__Excerpted passage__:
We decided to exclude quotes from Wikia.com since
 - a majority of them are attributed either to no speaker at all and some of them are attributed to fictional characters e.g. Hisao Nakai, John Tracy, Casey Jones
 - some quotations are quite strange as seen from sample 100 quotations from wikia.com domain

In [59]:
to_remove = quotes.select('quoteID').where(F.array_contains('domains', 'wikia.com'))

Furthermore, we decided to remove all the quotations that (listed in order of appearing in the regex):
 - HTML tags
 - start with an equals sign
 - end with an equals sign
 - Start with "Bilde?"
 - start with an url i.e. with "https" or "http" string
 - start with "file:" string
 - contain equality with non-letter characters (Quotations containing equality where letters are on both sides may be valid. e.g. Sharing = Caring)

__Exercise task 1__: In the notes on filtering quotations, translate this sentence into Spanish: "Quotations containing equality where letters are on both sides may be valid."

__Data shown__:
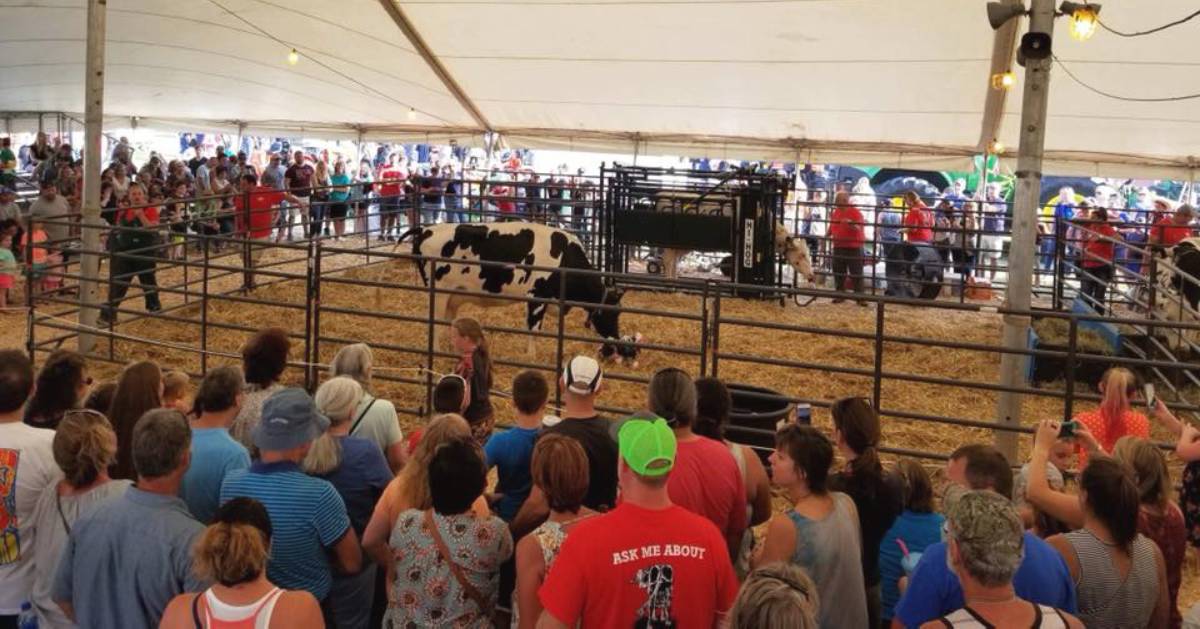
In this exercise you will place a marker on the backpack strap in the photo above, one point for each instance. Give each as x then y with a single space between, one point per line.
468 588
354 427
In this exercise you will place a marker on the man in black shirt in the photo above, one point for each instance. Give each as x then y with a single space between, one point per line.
581 384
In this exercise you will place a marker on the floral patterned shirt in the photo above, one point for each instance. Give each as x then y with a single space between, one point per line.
425 592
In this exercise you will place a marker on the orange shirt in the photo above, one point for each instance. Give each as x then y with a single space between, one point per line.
1132 423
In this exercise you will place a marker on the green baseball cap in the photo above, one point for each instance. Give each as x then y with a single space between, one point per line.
648 447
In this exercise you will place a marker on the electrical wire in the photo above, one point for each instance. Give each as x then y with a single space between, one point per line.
1119 97
1149 31
319 63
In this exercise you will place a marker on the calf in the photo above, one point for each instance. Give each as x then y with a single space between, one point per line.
490 256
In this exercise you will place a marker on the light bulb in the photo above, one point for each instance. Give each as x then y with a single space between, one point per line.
1083 23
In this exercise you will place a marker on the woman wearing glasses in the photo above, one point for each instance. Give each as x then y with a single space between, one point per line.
84 447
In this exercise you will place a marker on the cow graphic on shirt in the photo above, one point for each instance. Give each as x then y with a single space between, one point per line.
10 543
658 581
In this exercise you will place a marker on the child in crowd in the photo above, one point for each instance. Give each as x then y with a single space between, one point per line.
449 396
9 267
475 367
177 391
511 450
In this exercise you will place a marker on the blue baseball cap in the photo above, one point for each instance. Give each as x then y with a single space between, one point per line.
289 419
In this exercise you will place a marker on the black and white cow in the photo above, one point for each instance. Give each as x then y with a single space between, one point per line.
1177 291
502 247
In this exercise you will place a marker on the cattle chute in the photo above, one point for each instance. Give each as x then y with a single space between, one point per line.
732 213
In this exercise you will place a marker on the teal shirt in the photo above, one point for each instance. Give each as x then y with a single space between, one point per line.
340 196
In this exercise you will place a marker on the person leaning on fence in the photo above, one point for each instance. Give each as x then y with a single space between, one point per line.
232 555
985 539
847 233
934 589
133 252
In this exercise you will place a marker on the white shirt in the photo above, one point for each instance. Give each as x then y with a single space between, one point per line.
27 468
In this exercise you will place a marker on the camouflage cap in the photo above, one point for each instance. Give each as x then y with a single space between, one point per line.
989 533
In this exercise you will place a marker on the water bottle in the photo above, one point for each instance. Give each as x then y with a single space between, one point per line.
28 619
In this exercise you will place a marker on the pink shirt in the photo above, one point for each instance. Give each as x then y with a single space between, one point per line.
706 480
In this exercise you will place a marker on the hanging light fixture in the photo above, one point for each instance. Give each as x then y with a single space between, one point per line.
1084 19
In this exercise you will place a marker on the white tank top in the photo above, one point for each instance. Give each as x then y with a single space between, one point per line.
240 615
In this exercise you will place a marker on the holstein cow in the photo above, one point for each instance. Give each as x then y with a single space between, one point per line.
1177 292
501 247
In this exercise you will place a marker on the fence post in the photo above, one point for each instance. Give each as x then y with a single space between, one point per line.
562 325
703 330
877 385
316 313
1069 372
204 310
431 346
717 331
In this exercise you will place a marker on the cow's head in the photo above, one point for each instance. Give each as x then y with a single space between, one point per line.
604 321
795 251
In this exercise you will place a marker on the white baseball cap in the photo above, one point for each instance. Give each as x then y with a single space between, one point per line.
582 376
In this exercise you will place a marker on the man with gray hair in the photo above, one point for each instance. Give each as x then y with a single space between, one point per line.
987 545
129 557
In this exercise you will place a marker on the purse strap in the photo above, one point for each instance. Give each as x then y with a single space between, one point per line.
472 592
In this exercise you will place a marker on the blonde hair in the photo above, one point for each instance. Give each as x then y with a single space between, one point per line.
84 445
414 479
229 553
355 361
1117 385
778 595
1149 466
336 399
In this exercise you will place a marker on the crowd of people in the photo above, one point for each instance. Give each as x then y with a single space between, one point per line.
244 502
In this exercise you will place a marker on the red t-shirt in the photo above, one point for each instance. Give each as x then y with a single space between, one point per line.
919 222
706 480
1169 233
262 219
846 228
1098 251
641 567
393 179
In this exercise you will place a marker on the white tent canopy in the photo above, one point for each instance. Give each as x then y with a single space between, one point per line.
840 81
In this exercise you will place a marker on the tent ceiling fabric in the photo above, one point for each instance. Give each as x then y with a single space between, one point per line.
869 81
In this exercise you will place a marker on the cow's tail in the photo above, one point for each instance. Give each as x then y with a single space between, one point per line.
412 232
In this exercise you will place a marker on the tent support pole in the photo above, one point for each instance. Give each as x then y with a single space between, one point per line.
1013 367
94 123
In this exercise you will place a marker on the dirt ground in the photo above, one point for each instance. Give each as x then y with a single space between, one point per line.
353 313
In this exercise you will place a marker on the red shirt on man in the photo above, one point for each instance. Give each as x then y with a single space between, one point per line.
391 181
262 219
636 567
846 227
1169 233
919 221
1098 250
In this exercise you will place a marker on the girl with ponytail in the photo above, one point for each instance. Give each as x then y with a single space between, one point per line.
879 496
232 555
1120 574
1115 418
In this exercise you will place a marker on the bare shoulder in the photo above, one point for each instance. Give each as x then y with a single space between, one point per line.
297 607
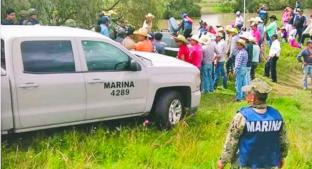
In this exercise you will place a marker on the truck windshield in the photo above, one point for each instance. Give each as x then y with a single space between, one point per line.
2 55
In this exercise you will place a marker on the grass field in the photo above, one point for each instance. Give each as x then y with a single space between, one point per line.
195 143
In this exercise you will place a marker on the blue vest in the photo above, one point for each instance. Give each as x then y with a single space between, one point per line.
259 145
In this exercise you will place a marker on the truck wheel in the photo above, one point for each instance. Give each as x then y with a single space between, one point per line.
168 109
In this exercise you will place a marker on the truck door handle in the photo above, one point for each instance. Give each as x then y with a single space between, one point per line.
28 85
95 81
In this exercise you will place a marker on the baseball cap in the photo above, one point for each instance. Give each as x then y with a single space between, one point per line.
257 85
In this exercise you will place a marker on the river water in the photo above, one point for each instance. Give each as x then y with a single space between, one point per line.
224 18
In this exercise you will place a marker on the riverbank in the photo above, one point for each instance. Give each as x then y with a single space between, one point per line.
195 143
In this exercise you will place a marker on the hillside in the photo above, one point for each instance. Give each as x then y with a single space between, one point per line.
195 144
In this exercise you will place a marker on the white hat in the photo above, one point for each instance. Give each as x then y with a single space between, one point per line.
245 35
196 38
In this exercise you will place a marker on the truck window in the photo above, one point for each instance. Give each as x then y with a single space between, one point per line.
47 56
2 55
102 56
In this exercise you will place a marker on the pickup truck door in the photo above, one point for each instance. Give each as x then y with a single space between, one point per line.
112 89
49 90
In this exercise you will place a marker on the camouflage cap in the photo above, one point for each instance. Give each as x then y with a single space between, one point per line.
257 85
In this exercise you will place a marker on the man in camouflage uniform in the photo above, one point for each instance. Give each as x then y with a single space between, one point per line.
257 135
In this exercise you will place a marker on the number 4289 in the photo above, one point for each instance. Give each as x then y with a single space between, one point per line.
120 92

__Exercise task 2__: Render the lines of the records as a numbered list, leaving out blank lines. Start at the line containing "In this exercise you will place a marker on the number" and end at the last line of the records.

__Solution 1__: Las citas que contienen una igualdad con letras a ambos lados pueden ser válidas.

__Solution 2__:
1. In this exercise you will place a marker on the number 4289 in the photo above, one point for each instance. Give each as x then y with a single space between, one point per line.
2. 120 92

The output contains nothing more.